What needs to be done >>
Reproduce the data below with "gray metal roof" changed to "red tile roof" and everything else left as it is.

[Entries from a point annotation set]
###

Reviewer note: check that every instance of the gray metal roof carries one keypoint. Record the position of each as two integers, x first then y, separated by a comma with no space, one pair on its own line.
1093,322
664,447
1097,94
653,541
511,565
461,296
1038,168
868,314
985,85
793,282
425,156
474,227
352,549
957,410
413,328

###

The output >>
Reviewer note: check that every instance of the red tile roof carries one keypoint. Record the position of each as two integers, x first then y, separated by a comma with no space, one pair on its own line.
1093,322
664,447
1097,94
653,541
511,565
461,296
1038,168
868,314
985,85
793,282
425,156
474,227
352,549
957,410
413,328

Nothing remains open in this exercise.